(TRECHO DE ORIGEM):

════════════════

Nesse sentido, importa entender que as diferenças de cada cultura são explicadas
pela história cultural de cada grupo. E, sob este pensamento, não há lugar para
discriminação e nem hierarquização de valores e princípios, pois as culturas não devem
ser hierarquizadas, uma vez que cada uma possui características peculiares. É nesse
universo cultural complexo que a escola é chamada a possibilitar ao educando a
compreensão da dinâmica cultural na humanidade, haja vista que, conforme Hall (1997,
p. 18),
A ação social é significativa tanto para aqueles que a praticam quanto
para os que a observam: não em si mesma, mas em razão dos muitos e
variados sistemas de significado que os seres humanos utilizam [...].
Estes sistemas ou códigos de significado dão sentido às nossas ações.
Eles nos permitem interpretar significativamente as ações alheias.
Tomados em seu conjunto, eles constituem nossas “culturas”.
Contribuem para assegurar que toda ação social é “cultural”, que todas
as práticas sociais expressam ou comunicam um significado e, neste
sentido, são práticas de significação.

════════════════

Linhas do conjunto de dados:
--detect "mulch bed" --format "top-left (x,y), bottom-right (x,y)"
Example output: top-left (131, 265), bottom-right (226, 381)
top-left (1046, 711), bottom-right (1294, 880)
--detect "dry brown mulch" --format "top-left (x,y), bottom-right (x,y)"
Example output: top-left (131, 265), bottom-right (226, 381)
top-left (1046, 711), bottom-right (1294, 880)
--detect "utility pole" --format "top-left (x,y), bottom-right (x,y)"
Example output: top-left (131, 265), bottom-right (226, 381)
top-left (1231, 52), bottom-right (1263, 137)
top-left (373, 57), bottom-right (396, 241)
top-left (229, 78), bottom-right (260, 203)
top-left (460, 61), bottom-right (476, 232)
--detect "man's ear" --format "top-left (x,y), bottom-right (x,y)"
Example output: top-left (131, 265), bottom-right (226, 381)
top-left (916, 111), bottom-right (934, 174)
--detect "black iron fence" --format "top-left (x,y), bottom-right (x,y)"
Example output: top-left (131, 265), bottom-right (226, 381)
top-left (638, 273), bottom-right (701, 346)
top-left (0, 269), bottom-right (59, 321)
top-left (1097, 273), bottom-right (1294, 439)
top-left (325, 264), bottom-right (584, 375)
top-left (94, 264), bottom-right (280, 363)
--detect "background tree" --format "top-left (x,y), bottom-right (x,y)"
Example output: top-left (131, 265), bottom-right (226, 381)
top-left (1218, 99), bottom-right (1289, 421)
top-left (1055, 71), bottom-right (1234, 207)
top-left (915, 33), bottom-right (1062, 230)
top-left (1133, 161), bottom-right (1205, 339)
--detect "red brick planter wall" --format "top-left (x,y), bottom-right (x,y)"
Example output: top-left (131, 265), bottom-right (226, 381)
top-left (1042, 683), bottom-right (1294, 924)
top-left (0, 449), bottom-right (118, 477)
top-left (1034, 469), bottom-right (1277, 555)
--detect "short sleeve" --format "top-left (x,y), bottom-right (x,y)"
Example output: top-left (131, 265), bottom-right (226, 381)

════════════════

(INSTRUÇÃO ESCRITA 1):
Extraia do trecho sobre diversidade cultural, sem nenhuma alteração, a parte que começa com as palavras "Tomados em seu" e termina com "práticas de significação.".
(INSTRUÇÃO ESCRITA 2):
Conte as linhas dos registros que contêm a palavra "detect" e responda só com o número.

(SOLUÇÃO COMPLETA 1):
Tomados em seu conjunto, eles constituem nossas “culturas”.
Contribuem para assegurar que toda ação social é “cultural”, que todas
as práticas sociais expressam ou comunicam um significado e, neste
sentido, são práticas de significação.

(SOLUÇÃO COMPLETA 2):
8